• [Source text]
################
The Ayyubids and Mamluks, succeeding the Fatimid caliphate, retained the association with yellow. The Ayyubid founder Saladin carried a yellow flag adorned with an eagle. Mamluk sultanic banners were yellow, but on occasion they used red banners. Mongol and Turkic dynasties to the east, including the Ilkhanate, Oghuz Turks and the Seljuq dynasty, preferred the white banner. Religious flags with inscriptions were in use in the medieval period, as shown in miniatures by 13th-century illustrator Yahya ibn Mahmud al-Wasiti. 14th-century illustrations of the History of the Tatars by Hayton of Corycus (1243) shows both Mongols and Seljuqs using a variety of war ensigns.

The crescent appears in flags attributed to Tunis from as early as the 14th century Book of Knowledge of All Kingdoms, long before Tunis fell under Ottoman rule in 1574. The Spanish Navy Museum in Madrid shows two Ottoman naval flags dated 1613; both are swallow-tailed, one green with a white crescent near the hoist, the other white with two red stripes near the edges of the flag and a red crescent near the hoist.

The hexagram was also a popular symbol among the Islamic flags. It is known in Arabic as Khātem Sulaymān (Seal of Solomon; خاتم سليمان) or Najmat Dāūd (Star of David; نجمة داوود). The "Seal of Solomon" may also be represented by a five-pointed star or pentagram. In the Qur'an, it is written that David and King Solomon (Arabic, Suliman or Sulayman) were prophets and kings, and are figures revered by Muslims. The Medieval pre-Ottoman Hanafi Anatolian beyliks of the Karamanids and Jandarids used the star on their flag.
################
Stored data
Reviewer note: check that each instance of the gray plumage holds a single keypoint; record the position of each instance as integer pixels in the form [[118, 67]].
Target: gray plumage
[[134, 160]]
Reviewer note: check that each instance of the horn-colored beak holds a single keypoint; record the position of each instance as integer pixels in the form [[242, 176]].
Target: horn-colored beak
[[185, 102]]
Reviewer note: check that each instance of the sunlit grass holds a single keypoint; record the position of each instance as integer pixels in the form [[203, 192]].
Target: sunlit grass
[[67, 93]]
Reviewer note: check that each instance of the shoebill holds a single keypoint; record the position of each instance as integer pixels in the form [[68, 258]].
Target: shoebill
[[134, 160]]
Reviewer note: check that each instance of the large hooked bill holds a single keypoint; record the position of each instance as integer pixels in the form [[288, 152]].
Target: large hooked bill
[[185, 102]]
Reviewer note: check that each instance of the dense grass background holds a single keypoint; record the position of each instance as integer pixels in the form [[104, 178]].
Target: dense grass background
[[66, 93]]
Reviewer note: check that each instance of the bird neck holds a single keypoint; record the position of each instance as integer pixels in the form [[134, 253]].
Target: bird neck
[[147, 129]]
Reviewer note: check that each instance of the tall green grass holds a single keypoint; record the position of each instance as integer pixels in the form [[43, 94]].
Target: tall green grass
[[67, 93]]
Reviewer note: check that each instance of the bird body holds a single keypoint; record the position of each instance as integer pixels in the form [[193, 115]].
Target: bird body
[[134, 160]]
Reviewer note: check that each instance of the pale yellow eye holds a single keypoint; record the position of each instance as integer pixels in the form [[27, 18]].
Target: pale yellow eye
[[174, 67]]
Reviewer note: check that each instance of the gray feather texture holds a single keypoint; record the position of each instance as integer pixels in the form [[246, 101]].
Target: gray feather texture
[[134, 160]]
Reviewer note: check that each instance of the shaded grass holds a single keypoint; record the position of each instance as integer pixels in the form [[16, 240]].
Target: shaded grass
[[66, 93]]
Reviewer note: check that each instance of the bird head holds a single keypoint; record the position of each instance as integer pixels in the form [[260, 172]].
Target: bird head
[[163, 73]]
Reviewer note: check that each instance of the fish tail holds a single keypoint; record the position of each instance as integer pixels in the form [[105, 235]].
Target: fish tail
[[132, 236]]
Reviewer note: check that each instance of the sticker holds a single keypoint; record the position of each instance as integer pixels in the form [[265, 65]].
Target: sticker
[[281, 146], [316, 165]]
################
• [Assignment] Copy the passage on historical Islamic flags word for word, everything from "The hexagram was" down to "on their flag.".

• [Task answer]
The hexagram was also a popular symbol among the Islamic flags. It is known in Arabic as Khātem Sulaymān (Seal of Solomon; خاتم سليمان) or Najmat Dāūd (Star of David; نجمة داوود). The "Seal of Solomon" may also be represented by a five-pointed star or pentagram. In the Qur'an, it is written that David and King Solomon (Arabic, Suliman or Sulayman) were prophets and kings, and are figures revered by Muslims. The Medieval pre-Ottoman Hanafi Anatolian beyliks of the Karamanids and Jandarids used the star on their flag.